> Records from a data collection
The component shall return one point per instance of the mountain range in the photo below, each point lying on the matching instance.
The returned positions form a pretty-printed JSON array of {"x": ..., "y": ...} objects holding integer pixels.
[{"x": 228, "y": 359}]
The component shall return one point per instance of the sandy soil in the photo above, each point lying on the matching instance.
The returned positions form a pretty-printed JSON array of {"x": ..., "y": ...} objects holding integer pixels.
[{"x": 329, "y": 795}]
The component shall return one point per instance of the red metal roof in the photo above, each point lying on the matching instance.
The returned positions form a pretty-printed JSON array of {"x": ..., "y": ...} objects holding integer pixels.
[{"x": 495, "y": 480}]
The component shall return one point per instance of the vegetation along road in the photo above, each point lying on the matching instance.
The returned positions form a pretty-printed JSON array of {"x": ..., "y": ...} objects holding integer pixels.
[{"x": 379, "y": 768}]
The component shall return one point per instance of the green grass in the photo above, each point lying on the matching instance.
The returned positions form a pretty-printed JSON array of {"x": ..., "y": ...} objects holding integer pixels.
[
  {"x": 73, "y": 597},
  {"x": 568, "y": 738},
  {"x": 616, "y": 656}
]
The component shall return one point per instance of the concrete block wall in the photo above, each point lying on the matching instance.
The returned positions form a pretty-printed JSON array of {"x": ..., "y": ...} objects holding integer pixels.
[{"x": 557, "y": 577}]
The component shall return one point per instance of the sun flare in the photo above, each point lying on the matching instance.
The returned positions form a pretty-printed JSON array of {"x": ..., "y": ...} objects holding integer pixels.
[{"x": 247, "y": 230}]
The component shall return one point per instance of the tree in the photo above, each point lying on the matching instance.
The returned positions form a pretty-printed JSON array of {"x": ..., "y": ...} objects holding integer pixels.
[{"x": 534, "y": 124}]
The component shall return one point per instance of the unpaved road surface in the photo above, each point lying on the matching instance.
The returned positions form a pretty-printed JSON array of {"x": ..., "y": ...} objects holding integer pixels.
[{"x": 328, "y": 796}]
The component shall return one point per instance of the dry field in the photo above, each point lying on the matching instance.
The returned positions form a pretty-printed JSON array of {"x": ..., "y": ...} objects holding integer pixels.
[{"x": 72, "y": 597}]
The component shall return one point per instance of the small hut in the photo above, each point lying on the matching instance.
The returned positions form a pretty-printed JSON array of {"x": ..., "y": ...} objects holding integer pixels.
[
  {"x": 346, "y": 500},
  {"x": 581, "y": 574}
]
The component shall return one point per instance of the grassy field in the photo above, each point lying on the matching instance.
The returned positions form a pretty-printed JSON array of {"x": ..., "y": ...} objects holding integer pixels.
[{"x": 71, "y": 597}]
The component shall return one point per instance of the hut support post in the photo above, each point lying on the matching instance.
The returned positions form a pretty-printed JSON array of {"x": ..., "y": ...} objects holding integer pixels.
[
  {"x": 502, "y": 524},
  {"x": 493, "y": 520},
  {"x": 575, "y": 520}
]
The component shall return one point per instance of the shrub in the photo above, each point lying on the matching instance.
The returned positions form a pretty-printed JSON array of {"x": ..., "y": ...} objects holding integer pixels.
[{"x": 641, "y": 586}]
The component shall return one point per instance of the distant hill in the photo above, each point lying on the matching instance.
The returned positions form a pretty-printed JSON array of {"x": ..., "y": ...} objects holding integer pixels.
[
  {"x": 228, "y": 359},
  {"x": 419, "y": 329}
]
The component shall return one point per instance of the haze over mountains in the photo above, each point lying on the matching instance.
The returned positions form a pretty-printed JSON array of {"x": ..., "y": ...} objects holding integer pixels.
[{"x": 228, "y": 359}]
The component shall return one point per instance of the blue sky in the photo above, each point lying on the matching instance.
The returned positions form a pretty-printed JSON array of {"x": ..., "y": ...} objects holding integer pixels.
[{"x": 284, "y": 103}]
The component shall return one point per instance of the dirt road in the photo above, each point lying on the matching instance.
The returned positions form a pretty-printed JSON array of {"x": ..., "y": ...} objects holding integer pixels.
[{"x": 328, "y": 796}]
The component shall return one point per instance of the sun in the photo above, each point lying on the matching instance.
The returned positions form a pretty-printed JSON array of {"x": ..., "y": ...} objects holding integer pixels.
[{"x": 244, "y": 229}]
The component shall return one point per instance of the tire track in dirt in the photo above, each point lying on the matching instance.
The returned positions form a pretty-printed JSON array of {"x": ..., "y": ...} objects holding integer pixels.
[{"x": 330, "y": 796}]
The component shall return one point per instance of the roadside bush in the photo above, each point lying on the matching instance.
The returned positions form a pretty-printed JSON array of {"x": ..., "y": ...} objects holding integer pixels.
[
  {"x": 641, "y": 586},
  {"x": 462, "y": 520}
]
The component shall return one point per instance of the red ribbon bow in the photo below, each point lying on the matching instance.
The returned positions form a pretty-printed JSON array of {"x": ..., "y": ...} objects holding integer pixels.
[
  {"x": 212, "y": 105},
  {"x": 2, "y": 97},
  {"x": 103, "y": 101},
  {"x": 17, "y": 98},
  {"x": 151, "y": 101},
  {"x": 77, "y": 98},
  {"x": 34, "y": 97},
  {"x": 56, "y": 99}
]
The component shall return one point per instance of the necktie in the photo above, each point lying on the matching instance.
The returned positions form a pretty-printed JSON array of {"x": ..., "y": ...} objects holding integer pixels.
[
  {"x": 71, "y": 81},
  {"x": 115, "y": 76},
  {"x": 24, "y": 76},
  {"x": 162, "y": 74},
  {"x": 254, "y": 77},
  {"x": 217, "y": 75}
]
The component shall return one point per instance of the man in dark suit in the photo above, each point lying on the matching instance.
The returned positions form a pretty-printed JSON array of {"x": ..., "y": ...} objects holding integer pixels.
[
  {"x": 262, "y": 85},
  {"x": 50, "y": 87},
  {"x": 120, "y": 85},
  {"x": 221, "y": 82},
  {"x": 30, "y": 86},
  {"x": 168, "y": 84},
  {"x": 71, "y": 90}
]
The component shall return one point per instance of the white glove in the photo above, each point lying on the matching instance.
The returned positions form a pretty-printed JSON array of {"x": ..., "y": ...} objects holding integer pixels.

> AIM
In the records above, return only the line that contains "The component shall return one point per instance of the white" and every line after it through the last, exactly as they appear.

> EXPECTED ANSWER
The component shall return one point per instance of the white glove in the photo above, each point lying on the matching instance.
The returned positions form a pretty-printed JSON array of {"x": ..., "y": ...} objects holding integer pixels.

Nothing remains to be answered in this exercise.